● ENTRIES PROVIDED
::::::::
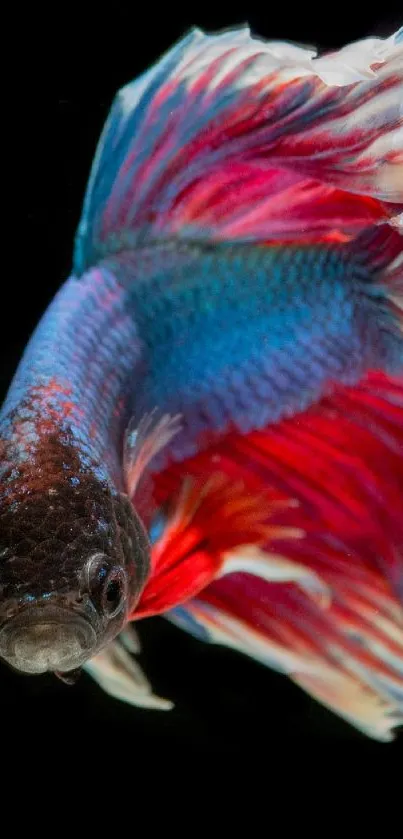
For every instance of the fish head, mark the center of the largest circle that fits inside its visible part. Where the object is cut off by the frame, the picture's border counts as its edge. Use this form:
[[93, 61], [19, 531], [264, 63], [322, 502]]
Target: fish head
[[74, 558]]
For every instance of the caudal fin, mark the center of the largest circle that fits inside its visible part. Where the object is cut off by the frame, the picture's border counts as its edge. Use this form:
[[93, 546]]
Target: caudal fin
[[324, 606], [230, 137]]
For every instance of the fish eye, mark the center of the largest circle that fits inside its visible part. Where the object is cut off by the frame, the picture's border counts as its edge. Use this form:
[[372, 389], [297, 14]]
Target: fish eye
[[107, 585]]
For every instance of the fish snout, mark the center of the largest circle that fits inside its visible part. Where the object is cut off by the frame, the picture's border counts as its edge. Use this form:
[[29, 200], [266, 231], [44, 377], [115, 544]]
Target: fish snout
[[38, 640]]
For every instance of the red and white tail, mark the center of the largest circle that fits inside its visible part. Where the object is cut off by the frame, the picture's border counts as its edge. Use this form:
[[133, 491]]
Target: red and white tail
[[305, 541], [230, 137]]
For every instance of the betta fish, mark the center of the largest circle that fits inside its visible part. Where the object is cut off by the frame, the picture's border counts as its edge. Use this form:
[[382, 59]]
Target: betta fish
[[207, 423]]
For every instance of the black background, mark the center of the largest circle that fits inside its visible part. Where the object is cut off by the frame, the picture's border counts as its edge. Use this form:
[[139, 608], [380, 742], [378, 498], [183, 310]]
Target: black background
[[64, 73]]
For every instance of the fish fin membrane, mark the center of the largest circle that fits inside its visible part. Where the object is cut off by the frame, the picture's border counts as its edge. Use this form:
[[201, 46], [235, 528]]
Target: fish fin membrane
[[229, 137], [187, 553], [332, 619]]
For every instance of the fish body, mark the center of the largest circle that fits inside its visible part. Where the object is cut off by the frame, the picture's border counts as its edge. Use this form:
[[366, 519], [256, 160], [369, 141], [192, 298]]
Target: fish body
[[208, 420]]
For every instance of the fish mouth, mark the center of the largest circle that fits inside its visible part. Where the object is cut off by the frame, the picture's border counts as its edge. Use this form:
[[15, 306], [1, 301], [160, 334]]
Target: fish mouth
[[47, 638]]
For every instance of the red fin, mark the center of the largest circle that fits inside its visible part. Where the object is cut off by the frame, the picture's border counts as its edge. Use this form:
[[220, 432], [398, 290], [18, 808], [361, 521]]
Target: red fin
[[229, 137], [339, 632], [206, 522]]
::::::::
● TASK REQUIREMENTS
Every record must be copied exactly, with the pictures left out.

● TASK ANSWER
For every instance of the fish head, mark the center of the largest circle that fits inside its visible part. Where the object is cut off by the frame, the picture's border counts as its edge. Use this form:
[[93, 61], [19, 531], [264, 63], [322, 502]]
Target: fish head
[[74, 558]]
For every instance of the caudal fin, mark the center of the largest circle that fits inside its visible part. Where the object is cut off by the frame, the picture's border counts as its edge. Use this form:
[[93, 546]]
Target: caudal fin
[[324, 606], [230, 137]]
For every instance of the fish eye, mark the center of the largest circle that fits inside its visible part. Where the object is cut off by the frame, the picture's border counts as its edge. Use this form:
[[372, 389], [297, 14]]
Target: fish eye
[[107, 585]]
For every instance of the fish snout, mark the center of the largest circle that fits inside its visible part. Where the object is cut off by the frame, the picture's border counts as its edge. Use this form:
[[29, 200], [266, 231], [44, 377], [115, 544]]
Target: fish snout
[[38, 640]]
For every instance of the red and white tail, mark the center of the largest circle that fits inside its visible part. Where the object is cut off by the frame, the picture's border counts as its edge. Use this form:
[[133, 491]]
Target: red and white tail
[[305, 541], [230, 137]]
For every instance of the betta fish, mark the center of the largest circle that fits inside its visible part. Where the object is cut off by the frame, the picture's border counts as its edge. Use this form:
[[382, 59]]
Target: betta fish
[[207, 423]]
For every instance of the black background, mark the center of the largest circle that fits inside its visible part. Where the object is cut off by the frame, the picture's border counts as its edge. Use this form:
[[139, 608], [380, 742], [378, 498], [183, 310]]
Target: black background
[[64, 73]]
For every instance of the fish fin membrane, mark the center of the largest circle that fits inside its visible part. Where the object is cut off by the frame, the picture's border counts as its edge. Use this form:
[[201, 46], [235, 528]]
Target: fish fin membrane
[[229, 137], [187, 553], [332, 619]]
For every instance of the fish body, mark the center of the largest circle that fits inside its visible part. Where the object is cut off by the frame, the picture's border counts as its edge. Use this form:
[[366, 519], [256, 160], [369, 141], [192, 298]]
Target: fish body
[[208, 420]]
For every instance of the fish mouth, mark the center of the largest circle that fits inside its visible part. Where the object is cut off by the frame, the picture's border counts as its edge. Use this form:
[[15, 306], [1, 301], [160, 334]]
Target: fish mouth
[[47, 638]]
For every instance of the red fin, mark the center of the largest circle that fits inside its visible part. Where the object is cut off by the frame, the picture's border counts as its edge. Use this form:
[[220, 432], [398, 290], [18, 808], [361, 521]]
Target: red fin
[[229, 137], [339, 632], [206, 522]]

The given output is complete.